___ QUOTED PASSAGE ___

A year ago, more or less, I posted about. Valancourt Books which does reissues of gothic novels and some other old books. It’s time again, as you’ll see below.
Their site is worth a look if only to show that wild imagination, dark incidents, and mad passions are nothing new in fiction.
Currently on their front page they have four books.
Curios, first published in 1898. The Amazon description includes the following. "Ranging in tone from horrifying to mysterious to darkly comical, these stories follow Tress and Pugh as they come in contact with an array of strange objects, including a poisoned pipe that seems to come to life when smoked, a 13th century severed hand bent on murder, and a phonograph record on which a murdered woman speaks from beyond the grave. "
Then we have The Midnight Bell.
"Young Alphonsus Cohenburg enters his mother’s bedroom and finds her covered in blood. She tells him his uncle has murdered his father, and orders him to flee Cohenburg castle forever to save his own life! (Hmm, just a hint of Hamlet here, maybe?)
A disconsolate exile, Alphonsus wanders the earth seeking the means of survival, first as a soldier, then a miner, and finally as sacristan of a church, where he meets the beautiful Lauretta. They wed and establish a home together, and everything seems to promise them a happy future. But their domestic tranquillity is shattered, when a band of ruffians kidnaps the unfortunate Lauretta! Alphonsus must solve the mystery of Lauretta’s disappearance and the riddle of his mother’s strange conduct. And when he hears that ghosts inhabit Cohenburg castle, tolling the great bell each night at midnight, the mystery only deepens…."
The Magic Goblet (with a luscious cover)
"Preparations are underway in the Swedish village of Hammarby for the reception of Rudolph Seiler, the young Norwegian architect who is coming to build the new church. But when Alfhild, the provost’s daughter, accidentally shatters an antique goblet with a mysterious history, it seems to be an omen of future misfortune….

___

**TASKS FOR THIS EXERCISE:**
(1) Render this sentence from the post about Valancourt Books into Spanish: "Currently on their front page they have four books."
(2) Continue the post about Valancourt Books, starting right after its final sentence.

___ PROVIDED INFORMATION ___

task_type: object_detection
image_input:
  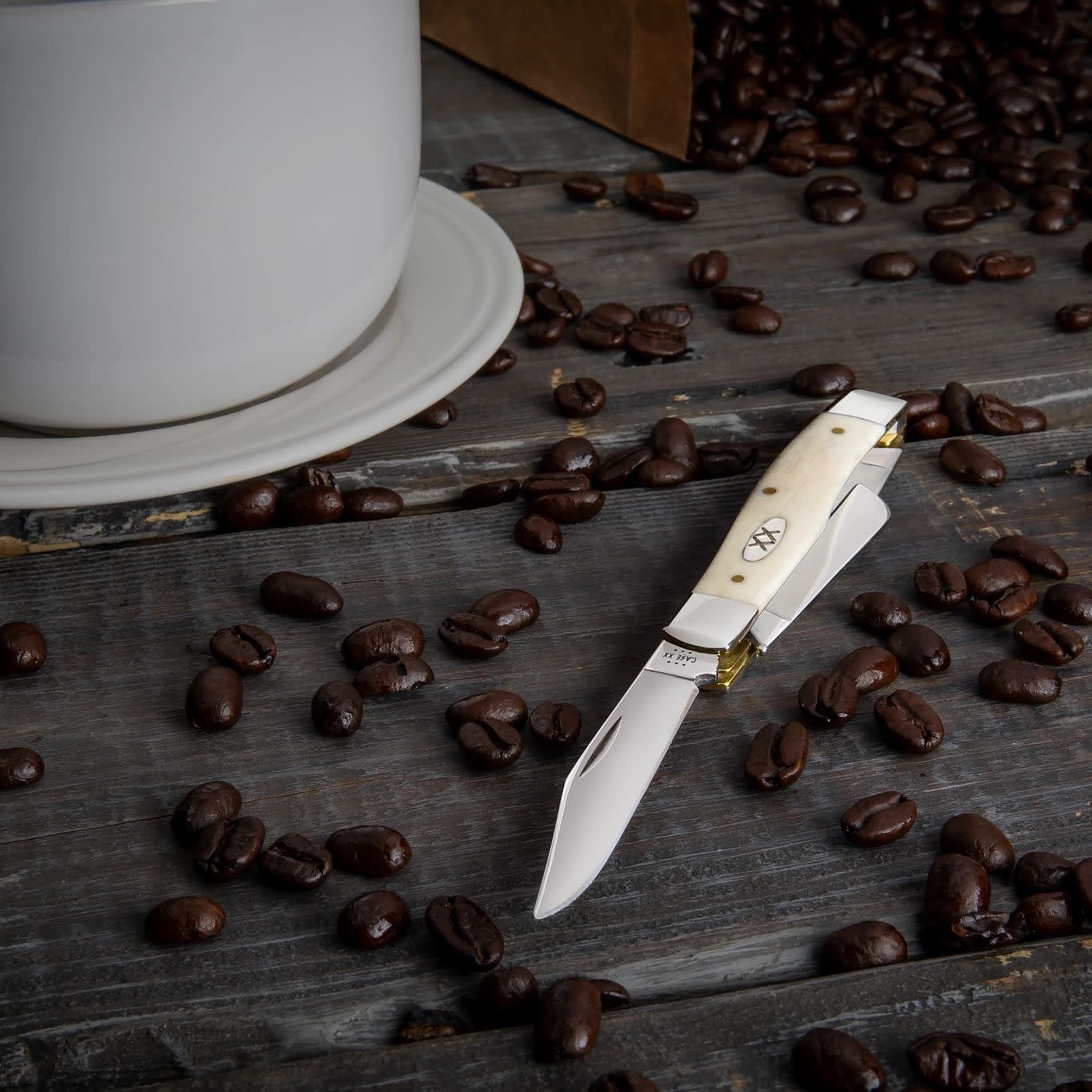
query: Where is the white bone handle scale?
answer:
[665,391,906,650]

___

**RESULTS FOR THE EXERCISE:**
(1) Actualmente, en su página principal, tienen cuatro libros.

(2)
Seiler arrives and quickly inspires love in two women: Alfhild and Thelma, the fiancée of the insane and deformed Count Albano. But all is not what it seems. Behind his polished and handsome exterior, Seiler is cold and calculating, and it soon becomes clear that he has come to Hammarby for reasons other than to build the church. His real aim is vengeance, and the fulfilment of a generations-old curse!"
And — trumpets please! — The Demon of Sicily with front page credit to yours truly.
First I have to tell you that this is not a good book. It’s sad, I know, but the cover sort of sums it up, in a bad way. It’s a kind of wild, formless horror with a huge body count and not much structure or resolution.
So how did I come to be writing a foreword to it? The publisher contacted me because I’d mentioned the book in a novel. In An Arranged Marriage which was published back in 1991. The first draft was written about 15 years earlier and I haven’t tried to find out if the reference was there. Probably not, because I don’t think I would have tracked down a real title at that stage of my writing career.
On the right is the original cover, which I like a lot. On the left is the reissue, which is okay, but a "thingie cover" which were popular at one point.
In the book, Eleanor, who had experienced some pretty horrid events herself, (I do believe I was influenced by the gothic novels of the ’70s and ’80s, even though I rarely read them) including a strange marriage, finds her husband’s house contains a shelf of novels. She passes over the intriguing Demon of Sicily for Miraculous Nuptials, which seems more relevant to her situation.
And that was it. That was back before general access to the internet when detailed information was so much harder to find, and that was all I needed for the story.
(Question. Do you think the ready access to so much detail has affected the style of romance novels? Is there sometimes too much for the story?)
I don’t think Valancourt has done Miraculous Nuptials, which I believe was a Minerva novel. They were the a very popular "line" of high-flown romances of the early 19th century. Though it isn’t on this
list of Minerva Press books.
(Another question. Which title here most intrigues you? I’m making it easy for you to comment because Valancourt is going to send one commenter, chosen at random, a copy of The Demon of Sicily. You can display it at Halloween to frighten the kiddies.*G* The winner will be chosen at midnight, Saturday, 28th, pacific time. So get those comments in.)
On Valancourt’s main gothics page intrigued by WHO’S THE MURDERER? OR THE MYSTERY OF THE FOREST. A NOVEL. IN FOUR VOLUMES. BY ELEANOR SLEATH, not only because it sounds like the first(?) whodunnit, but because Sleath is so close to sleuth.
What’s in my foreword? I wasn’t about to attempt a scholarly analysis, so I talked about the popularity of these novels in the Regency period and how I have incorporated them into many of my novels. Those of
you who read To Rescue A Rogue will remember than Mara uses the gothic novel as a way to bring humor into Dare’s life. The Ghastly Ghoul of Castle Cruel doesn’t sound like a laugh, but in irreverent rhyme with puns, it did the job.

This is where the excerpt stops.